§ Problem
Retype, word for word, every line of the records below starting at the one that contains "Find the dark" and ending at the one that contains "Find the red"; include both of those lines and nothing more.

§ Records shown
++++++++

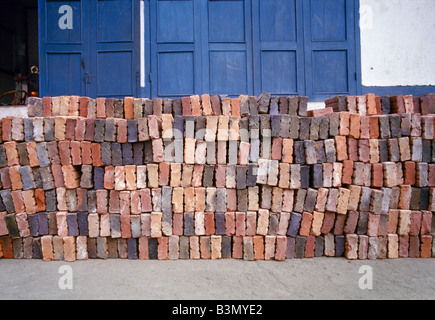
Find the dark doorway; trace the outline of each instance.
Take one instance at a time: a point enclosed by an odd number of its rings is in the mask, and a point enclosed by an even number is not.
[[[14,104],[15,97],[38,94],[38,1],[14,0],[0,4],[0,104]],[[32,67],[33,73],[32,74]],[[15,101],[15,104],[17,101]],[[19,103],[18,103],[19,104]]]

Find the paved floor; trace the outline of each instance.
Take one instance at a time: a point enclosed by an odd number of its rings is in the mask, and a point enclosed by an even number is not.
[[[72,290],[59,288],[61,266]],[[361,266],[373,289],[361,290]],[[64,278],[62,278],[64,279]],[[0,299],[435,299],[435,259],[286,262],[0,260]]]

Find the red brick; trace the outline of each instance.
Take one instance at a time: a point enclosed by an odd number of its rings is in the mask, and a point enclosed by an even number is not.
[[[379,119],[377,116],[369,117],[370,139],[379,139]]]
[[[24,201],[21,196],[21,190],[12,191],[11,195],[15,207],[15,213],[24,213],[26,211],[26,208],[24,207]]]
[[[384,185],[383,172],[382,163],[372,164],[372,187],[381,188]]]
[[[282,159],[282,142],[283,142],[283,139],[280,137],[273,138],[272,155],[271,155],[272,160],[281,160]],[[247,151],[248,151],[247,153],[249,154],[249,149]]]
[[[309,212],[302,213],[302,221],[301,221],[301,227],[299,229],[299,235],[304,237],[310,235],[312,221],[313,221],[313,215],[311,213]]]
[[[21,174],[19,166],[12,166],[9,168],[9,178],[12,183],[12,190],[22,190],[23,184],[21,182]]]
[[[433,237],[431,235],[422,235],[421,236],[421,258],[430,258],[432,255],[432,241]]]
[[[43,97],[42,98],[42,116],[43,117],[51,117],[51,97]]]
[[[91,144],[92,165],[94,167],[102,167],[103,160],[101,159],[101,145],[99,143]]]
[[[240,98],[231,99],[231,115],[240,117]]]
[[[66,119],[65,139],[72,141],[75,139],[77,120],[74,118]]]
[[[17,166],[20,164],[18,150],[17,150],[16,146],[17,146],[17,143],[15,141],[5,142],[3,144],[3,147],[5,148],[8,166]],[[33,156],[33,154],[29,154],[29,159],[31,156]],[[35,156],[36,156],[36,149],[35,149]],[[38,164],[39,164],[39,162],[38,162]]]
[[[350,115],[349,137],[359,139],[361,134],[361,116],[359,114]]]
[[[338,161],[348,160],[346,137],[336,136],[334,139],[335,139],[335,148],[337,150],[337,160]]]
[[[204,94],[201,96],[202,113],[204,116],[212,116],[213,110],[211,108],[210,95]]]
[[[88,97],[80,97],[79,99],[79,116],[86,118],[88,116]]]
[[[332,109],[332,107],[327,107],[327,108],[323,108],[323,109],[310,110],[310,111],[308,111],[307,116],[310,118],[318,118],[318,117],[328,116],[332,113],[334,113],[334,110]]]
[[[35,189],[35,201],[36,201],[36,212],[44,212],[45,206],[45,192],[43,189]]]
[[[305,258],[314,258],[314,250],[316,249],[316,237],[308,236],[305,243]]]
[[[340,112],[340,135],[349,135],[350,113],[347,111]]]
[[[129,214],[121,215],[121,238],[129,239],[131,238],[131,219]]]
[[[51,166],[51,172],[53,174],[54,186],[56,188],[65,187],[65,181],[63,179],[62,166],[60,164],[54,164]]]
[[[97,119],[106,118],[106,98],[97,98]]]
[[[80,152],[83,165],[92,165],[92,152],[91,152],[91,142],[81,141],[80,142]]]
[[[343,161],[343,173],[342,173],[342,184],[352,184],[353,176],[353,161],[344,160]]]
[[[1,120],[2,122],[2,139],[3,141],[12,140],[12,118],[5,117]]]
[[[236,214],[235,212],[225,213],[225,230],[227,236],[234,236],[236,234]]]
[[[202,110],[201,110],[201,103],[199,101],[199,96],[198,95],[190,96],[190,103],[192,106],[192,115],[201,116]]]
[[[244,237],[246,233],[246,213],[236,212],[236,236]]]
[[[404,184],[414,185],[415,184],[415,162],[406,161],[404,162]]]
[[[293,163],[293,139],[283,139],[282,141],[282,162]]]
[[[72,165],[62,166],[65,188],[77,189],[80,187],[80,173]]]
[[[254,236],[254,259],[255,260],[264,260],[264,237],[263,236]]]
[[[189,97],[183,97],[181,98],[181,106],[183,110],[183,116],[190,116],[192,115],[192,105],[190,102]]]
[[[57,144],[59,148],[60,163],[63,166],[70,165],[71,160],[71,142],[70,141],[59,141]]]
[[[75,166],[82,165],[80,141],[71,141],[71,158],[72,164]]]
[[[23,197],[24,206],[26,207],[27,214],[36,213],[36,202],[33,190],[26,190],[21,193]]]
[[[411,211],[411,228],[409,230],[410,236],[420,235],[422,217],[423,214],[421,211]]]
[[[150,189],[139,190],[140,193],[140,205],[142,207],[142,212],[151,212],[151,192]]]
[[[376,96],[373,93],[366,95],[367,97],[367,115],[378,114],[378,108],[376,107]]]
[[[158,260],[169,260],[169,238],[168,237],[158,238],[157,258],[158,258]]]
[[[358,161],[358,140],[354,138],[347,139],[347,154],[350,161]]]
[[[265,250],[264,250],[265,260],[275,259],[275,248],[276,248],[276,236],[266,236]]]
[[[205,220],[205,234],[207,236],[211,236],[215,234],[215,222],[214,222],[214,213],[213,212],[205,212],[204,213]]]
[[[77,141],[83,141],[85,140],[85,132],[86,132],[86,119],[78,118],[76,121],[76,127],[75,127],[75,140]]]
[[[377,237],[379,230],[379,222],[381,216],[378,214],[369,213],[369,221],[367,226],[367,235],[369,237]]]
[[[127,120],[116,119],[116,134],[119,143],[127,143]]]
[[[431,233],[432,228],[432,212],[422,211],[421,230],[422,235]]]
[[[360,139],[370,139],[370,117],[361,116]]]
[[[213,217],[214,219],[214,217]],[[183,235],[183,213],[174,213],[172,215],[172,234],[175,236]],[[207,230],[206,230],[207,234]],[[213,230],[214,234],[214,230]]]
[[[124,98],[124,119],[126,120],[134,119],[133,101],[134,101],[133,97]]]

++++++++

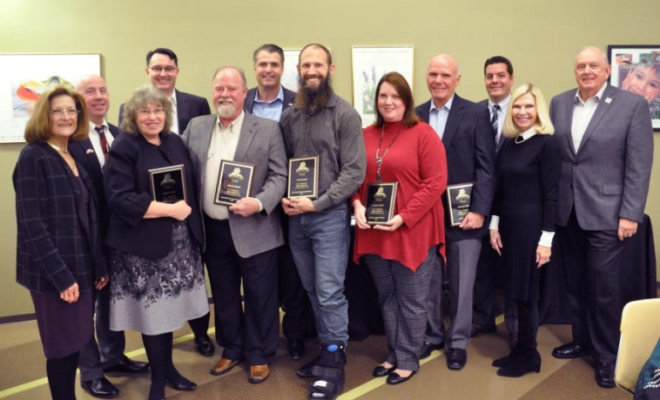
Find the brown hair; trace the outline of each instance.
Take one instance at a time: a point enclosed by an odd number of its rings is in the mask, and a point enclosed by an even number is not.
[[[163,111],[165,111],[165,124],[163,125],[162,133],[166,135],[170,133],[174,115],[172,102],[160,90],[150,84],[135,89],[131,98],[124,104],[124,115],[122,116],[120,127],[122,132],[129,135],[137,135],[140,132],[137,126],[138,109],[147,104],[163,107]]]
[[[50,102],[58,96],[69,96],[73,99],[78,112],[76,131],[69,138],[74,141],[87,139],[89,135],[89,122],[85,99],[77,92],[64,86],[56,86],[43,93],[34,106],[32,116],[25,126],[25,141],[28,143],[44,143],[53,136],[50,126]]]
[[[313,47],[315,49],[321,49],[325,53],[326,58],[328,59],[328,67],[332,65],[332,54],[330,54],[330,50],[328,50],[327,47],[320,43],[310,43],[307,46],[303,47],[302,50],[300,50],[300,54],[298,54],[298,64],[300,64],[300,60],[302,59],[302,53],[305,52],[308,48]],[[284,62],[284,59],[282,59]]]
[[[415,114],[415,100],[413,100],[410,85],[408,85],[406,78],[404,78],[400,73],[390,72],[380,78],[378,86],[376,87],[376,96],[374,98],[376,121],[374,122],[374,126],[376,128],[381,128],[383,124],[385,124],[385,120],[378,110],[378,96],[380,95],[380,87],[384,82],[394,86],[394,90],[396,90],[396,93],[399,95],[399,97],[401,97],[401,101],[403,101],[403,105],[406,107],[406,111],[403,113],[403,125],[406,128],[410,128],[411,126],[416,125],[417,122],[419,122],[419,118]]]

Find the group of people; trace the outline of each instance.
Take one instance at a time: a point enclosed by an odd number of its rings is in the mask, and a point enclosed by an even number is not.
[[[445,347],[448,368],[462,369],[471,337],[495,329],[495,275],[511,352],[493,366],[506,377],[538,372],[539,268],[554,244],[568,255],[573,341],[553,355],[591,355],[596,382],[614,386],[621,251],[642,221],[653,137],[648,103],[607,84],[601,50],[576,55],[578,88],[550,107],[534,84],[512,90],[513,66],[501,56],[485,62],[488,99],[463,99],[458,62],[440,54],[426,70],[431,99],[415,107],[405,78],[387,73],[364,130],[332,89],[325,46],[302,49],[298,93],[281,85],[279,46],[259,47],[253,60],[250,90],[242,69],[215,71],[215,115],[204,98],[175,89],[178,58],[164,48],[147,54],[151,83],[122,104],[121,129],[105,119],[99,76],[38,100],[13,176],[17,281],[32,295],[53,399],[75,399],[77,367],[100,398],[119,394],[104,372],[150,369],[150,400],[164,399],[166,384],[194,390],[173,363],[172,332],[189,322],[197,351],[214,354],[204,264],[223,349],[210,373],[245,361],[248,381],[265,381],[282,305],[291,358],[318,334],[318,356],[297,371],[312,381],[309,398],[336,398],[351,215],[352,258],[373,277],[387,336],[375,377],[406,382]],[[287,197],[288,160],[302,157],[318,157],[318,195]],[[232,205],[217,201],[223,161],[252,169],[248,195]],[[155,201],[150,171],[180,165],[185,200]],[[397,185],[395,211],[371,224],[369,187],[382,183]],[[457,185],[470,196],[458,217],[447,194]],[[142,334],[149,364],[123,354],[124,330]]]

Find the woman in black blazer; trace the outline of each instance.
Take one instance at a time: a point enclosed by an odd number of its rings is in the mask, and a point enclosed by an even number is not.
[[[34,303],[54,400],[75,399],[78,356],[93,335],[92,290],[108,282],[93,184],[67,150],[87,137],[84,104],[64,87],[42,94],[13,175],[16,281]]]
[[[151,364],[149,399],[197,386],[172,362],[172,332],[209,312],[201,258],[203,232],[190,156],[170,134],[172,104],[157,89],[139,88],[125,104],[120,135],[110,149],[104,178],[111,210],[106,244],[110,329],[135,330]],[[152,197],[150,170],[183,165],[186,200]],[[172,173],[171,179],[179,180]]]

++++++++

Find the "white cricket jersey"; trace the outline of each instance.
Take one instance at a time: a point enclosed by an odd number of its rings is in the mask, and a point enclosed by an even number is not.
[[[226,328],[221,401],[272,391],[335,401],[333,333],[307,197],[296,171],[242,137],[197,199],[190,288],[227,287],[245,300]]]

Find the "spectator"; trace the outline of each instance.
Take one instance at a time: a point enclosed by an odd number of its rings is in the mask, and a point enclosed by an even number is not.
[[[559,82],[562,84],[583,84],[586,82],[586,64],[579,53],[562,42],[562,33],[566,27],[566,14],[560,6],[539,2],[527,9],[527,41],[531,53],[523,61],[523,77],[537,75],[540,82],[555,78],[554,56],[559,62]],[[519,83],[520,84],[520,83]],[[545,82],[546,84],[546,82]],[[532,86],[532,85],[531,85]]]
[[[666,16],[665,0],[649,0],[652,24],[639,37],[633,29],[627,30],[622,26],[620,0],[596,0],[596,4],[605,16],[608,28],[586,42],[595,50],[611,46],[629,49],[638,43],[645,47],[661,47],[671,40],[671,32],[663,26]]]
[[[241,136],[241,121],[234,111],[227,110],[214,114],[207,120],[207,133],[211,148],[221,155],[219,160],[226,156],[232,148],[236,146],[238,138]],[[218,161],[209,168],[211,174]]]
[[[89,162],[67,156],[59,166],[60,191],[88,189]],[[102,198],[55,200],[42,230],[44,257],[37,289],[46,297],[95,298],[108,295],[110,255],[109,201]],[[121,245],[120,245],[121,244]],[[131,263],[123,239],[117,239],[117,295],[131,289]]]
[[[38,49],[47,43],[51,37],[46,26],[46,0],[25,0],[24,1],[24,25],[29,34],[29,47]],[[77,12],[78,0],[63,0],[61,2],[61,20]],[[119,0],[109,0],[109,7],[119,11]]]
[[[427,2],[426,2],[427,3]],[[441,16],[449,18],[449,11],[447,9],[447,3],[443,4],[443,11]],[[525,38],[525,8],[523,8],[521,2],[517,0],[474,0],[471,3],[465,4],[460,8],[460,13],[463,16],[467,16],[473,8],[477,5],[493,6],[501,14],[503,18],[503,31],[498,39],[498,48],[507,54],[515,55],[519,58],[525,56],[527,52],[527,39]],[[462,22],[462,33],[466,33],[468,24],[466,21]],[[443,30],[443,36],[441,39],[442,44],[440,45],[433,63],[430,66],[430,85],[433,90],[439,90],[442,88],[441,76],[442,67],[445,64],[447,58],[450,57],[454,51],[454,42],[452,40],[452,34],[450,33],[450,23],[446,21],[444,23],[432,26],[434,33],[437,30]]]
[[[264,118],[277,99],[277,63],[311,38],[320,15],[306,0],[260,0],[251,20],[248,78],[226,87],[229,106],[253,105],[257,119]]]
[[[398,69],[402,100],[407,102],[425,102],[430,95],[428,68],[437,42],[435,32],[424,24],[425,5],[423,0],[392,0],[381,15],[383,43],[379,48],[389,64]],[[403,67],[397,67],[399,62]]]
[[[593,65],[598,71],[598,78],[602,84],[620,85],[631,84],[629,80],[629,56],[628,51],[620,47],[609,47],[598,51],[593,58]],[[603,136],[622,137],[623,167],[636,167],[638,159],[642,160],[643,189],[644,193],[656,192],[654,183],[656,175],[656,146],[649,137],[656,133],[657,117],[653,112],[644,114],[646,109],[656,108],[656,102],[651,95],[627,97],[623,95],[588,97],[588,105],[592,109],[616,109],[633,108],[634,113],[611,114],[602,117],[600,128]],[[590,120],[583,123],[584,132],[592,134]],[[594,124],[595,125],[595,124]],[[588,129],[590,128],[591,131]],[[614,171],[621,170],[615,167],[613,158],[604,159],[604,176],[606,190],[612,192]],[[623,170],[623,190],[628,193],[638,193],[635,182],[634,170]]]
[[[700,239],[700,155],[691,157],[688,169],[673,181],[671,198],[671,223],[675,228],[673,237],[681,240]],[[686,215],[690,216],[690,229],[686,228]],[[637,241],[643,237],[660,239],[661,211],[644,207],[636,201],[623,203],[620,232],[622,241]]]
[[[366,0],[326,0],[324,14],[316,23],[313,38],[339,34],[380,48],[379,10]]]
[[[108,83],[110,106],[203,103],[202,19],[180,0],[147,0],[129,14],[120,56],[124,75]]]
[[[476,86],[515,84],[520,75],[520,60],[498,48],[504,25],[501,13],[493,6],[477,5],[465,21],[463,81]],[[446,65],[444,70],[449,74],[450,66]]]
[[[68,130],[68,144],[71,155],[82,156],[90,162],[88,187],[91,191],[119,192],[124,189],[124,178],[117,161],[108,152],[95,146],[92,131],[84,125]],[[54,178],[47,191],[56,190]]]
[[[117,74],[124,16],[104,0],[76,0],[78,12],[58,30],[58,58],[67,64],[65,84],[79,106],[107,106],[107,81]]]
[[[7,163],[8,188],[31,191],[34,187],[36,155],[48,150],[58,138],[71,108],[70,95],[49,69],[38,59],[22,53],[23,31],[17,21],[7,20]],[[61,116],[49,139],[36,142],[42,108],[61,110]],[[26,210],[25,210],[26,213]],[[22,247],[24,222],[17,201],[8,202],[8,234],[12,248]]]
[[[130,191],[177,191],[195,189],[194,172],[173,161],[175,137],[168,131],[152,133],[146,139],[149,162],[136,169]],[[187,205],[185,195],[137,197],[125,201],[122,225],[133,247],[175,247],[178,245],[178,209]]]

++++++++

§ Result
Find the dark doorway; trace the outline of each instance.
Take one instance at a time: a point enclosed by an odd number of its rings is in the mask, and a point enclosed by an even number is not.
[[[14,104],[15,97],[38,94],[38,1],[14,0],[0,4],[0,104]],[[32,67],[33,73],[32,74]],[[15,101],[15,104],[17,101]],[[19,103],[18,103],[19,104]]]

Find the paved floor; trace the outline of each instance.
Take one instance at a time: a point enclosed by an odd number of its rings is in the mask, and a point enclosed by an even number is not.
[[[72,290],[59,288],[61,266]],[[361,266],[373,289],[361,290]],[[64,278],[62,278],[64,279]],[[0,299],[435,299],[435,259],[286,262],[0,260]]]

Find the red brick; trace the outline of each instance.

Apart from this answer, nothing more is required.